■ **Problem description**: Count the rows below that contain the string "grass", treating uppercase and lowercase as different, and reply with only the number.

■ **Data for the task**:
..............................

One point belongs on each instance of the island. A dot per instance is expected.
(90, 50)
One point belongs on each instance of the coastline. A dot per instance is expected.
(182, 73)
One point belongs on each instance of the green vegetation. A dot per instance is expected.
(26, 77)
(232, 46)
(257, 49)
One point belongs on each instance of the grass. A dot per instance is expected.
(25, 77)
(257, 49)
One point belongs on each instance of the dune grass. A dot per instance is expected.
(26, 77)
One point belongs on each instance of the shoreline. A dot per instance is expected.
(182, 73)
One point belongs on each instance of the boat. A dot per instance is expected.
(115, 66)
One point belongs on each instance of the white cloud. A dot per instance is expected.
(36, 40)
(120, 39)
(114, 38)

..............................

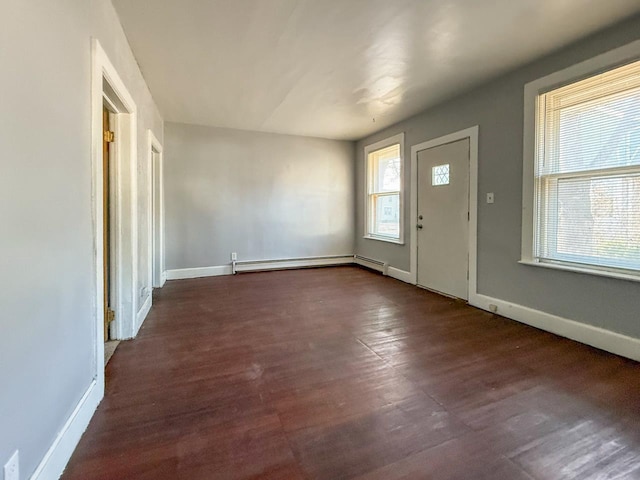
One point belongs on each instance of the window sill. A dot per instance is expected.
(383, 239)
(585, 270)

..............................

■ **Final result**: 2